Requirement: Reproduce exactly the lines from the line containing "of the fluorescent" through the end of the records below, including both ends, and nothing else.

-- start of Extracted entries --

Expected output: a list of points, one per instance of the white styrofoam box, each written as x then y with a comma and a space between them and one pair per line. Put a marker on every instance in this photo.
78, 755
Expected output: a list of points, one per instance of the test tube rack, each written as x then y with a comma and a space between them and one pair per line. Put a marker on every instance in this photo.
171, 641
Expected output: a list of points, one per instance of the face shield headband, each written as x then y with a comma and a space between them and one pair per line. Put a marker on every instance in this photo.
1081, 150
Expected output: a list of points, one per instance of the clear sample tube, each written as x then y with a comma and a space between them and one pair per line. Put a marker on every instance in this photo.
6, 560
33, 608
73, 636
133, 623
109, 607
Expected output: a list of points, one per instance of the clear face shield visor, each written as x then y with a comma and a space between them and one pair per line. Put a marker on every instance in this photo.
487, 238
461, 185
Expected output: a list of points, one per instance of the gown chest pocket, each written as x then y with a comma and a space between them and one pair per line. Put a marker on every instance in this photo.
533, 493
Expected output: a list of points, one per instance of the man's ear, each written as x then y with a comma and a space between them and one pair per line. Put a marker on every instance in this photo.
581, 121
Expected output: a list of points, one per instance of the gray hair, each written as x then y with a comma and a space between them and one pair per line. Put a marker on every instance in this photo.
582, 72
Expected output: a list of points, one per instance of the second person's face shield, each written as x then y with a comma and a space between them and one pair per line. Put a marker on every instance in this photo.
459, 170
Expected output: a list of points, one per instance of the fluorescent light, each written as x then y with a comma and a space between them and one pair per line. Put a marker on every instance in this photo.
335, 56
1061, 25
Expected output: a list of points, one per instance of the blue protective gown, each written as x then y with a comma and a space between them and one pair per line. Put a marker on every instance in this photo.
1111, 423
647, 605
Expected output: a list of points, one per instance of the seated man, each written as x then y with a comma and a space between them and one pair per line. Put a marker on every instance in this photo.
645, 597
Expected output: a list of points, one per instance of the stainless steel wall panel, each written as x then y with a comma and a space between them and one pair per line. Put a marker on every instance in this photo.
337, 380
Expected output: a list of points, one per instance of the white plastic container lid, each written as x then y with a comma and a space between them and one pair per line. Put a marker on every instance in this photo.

-- end of Extracted entries --

Response:
Expected output: a list of points, one per instance of the fluorescent light, each written as x then y with a comma and a space between them and one pair per line. Put a marker on every instance in this photo.
335, 56
1061, 25
Expected output: a list of points, one per instance of the blue protective gown, each written as x then y with a comma and a space between them and one pair per line. Put a marker on every instance in this photo.
1111, 423
647, 605
Expected output: a list of points, one per instance of the seated man, each written as x then y with a comma and a space between them and one pair per line. Put a marker on every instance in this photo.
645, 597
Expected output: a list of points, one per instance of the stainless steel wall panel, each written as x then y with a comma and a space between them and one pair per line. Put a marker on every instance in this photo.
337, 380
Expected output: a list of points, one per instance of the white plastic container lid, each written as x then y with a comma and a space between them and one pair per line. Put a marker on every instance in this photo.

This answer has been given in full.